> [Problem to solve]: Lines from the one with "column 541, row 11" through the end of the listing below are to be retyped exactly.

───── Dataset

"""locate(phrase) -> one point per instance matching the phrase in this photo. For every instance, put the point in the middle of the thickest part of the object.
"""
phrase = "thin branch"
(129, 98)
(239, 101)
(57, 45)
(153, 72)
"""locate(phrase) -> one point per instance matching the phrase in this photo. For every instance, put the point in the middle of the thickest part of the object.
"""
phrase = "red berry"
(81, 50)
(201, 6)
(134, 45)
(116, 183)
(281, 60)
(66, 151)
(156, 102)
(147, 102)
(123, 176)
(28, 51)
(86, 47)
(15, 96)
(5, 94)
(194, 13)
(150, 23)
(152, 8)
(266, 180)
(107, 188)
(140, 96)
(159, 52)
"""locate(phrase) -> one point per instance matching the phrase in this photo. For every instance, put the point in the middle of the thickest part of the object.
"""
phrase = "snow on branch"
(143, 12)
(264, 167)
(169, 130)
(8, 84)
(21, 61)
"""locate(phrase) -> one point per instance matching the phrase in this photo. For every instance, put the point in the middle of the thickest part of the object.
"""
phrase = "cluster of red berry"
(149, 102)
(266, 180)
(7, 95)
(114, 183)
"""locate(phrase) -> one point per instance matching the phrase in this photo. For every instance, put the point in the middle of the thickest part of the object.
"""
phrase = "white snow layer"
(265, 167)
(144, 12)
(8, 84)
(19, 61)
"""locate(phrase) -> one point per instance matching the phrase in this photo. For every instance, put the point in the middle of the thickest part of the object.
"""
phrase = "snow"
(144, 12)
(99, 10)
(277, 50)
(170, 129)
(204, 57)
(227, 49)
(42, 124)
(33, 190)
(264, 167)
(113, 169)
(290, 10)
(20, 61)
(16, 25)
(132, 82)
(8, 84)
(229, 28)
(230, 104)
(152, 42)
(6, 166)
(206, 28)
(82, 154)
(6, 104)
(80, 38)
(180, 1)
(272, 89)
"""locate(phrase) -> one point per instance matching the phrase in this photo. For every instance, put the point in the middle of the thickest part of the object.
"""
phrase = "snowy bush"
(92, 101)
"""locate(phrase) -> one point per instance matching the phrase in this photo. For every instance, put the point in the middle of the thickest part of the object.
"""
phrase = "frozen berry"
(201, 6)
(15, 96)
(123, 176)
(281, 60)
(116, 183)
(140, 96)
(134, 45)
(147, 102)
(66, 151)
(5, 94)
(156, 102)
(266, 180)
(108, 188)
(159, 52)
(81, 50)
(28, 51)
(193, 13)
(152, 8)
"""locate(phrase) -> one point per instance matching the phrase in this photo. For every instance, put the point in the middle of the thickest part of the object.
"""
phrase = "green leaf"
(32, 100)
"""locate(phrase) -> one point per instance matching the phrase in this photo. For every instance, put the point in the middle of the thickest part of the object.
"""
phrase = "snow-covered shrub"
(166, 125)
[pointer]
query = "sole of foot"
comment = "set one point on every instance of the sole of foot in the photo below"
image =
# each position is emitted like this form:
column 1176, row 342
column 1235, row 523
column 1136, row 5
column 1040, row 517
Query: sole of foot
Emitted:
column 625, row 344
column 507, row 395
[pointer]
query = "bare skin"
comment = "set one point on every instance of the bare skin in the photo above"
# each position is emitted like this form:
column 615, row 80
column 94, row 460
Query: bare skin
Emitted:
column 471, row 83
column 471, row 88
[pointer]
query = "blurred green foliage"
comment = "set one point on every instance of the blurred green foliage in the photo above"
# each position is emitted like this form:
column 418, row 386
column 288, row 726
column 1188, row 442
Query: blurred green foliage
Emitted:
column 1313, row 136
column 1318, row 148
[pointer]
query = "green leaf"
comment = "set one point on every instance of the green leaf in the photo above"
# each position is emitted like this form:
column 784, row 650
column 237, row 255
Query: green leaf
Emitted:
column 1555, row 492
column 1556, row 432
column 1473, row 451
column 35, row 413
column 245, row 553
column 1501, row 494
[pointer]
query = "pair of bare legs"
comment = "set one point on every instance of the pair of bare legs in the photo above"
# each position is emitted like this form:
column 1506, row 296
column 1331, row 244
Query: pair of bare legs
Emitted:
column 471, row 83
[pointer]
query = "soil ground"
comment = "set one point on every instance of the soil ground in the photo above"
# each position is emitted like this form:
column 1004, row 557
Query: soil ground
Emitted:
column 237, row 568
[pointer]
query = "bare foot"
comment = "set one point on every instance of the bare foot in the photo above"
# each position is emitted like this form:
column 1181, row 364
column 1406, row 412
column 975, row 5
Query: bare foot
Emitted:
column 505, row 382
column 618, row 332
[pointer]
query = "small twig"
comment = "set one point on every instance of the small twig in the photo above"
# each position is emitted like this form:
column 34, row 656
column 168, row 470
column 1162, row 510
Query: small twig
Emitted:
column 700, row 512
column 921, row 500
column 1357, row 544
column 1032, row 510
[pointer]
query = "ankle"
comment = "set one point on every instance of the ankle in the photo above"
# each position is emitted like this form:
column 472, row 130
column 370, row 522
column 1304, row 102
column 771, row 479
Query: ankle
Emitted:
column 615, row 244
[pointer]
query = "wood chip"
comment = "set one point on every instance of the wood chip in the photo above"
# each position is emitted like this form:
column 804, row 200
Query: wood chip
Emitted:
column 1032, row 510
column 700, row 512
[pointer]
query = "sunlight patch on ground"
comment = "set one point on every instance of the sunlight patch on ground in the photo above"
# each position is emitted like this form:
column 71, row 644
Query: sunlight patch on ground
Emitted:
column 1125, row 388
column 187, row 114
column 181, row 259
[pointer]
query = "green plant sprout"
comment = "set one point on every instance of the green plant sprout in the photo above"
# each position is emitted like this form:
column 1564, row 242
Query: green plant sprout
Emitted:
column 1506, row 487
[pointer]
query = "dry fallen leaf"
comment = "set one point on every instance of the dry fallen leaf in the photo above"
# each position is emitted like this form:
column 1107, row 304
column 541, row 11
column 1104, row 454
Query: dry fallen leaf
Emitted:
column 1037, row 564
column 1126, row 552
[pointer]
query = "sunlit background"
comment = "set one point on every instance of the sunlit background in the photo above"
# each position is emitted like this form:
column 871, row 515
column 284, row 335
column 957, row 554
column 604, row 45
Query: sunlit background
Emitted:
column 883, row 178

──────────

> [Task response]:
column 541, row 11
column 1104, row 454
Query: dry fallen leaf
Emitted:
column 1037, row 564
column 1126, row 552
[pointer]
query = "sunlit background"
comment = "set one point on every instance of the sunlit background in the photo above"
# each position is emitted like this form:
column 871, row 515
column 284, row 335
column 957, row 554
column 604, row 45
Query: sunlit background
Emitted:
column 883, row 178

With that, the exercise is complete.